§ Exercise requirements:
Every line of the data must be set down exactly as shown.

Records from a data source:

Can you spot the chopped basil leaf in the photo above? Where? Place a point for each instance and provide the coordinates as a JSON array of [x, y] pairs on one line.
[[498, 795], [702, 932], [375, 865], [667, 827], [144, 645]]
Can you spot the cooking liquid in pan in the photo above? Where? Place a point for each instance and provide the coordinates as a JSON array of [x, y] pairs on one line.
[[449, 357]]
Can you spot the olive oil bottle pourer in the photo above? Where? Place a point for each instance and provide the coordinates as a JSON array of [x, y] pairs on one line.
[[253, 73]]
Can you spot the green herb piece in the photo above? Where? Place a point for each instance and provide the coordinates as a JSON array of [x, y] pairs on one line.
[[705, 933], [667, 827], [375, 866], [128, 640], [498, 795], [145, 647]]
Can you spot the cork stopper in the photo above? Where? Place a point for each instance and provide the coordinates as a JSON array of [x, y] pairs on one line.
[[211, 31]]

§ Response:
Can you spot the chopped basil leaf in the photo above? Where? Place a point for each instance and provide the coordinates as a JSON array of [x, y] pairs on one line.
[[498, 795], [702, 932], [375, 865], [667, 827], [144, 645]]
Can you spot the cooking liquid in pan in the photo above? Where? Place a point for each instance and provide the coordinates as a JSON array of [x, y] pairs on one line.
[[449, 357]]
Can you spot the olive oil bottle pourer in the photo above? Where? Place a point for each instance and provide the coordinates as a JSON array of [x, y] pairs on one line.
[[253, 73]]
Can you spot the green herb piece in the photo above? Where? Place a point for each instance and provide the coordinates as a JSON array of [x, y] pairs on one line.
[[705, 933], [667, 827], [375, 866], [128, 640], [498, 795], [145, 647]]
Can you spot the cork stopper in the photo above? Where? Place a point for each instance and provide the coordinates as a JSON array of [x, y] pairs on one line.
[[211, 31]]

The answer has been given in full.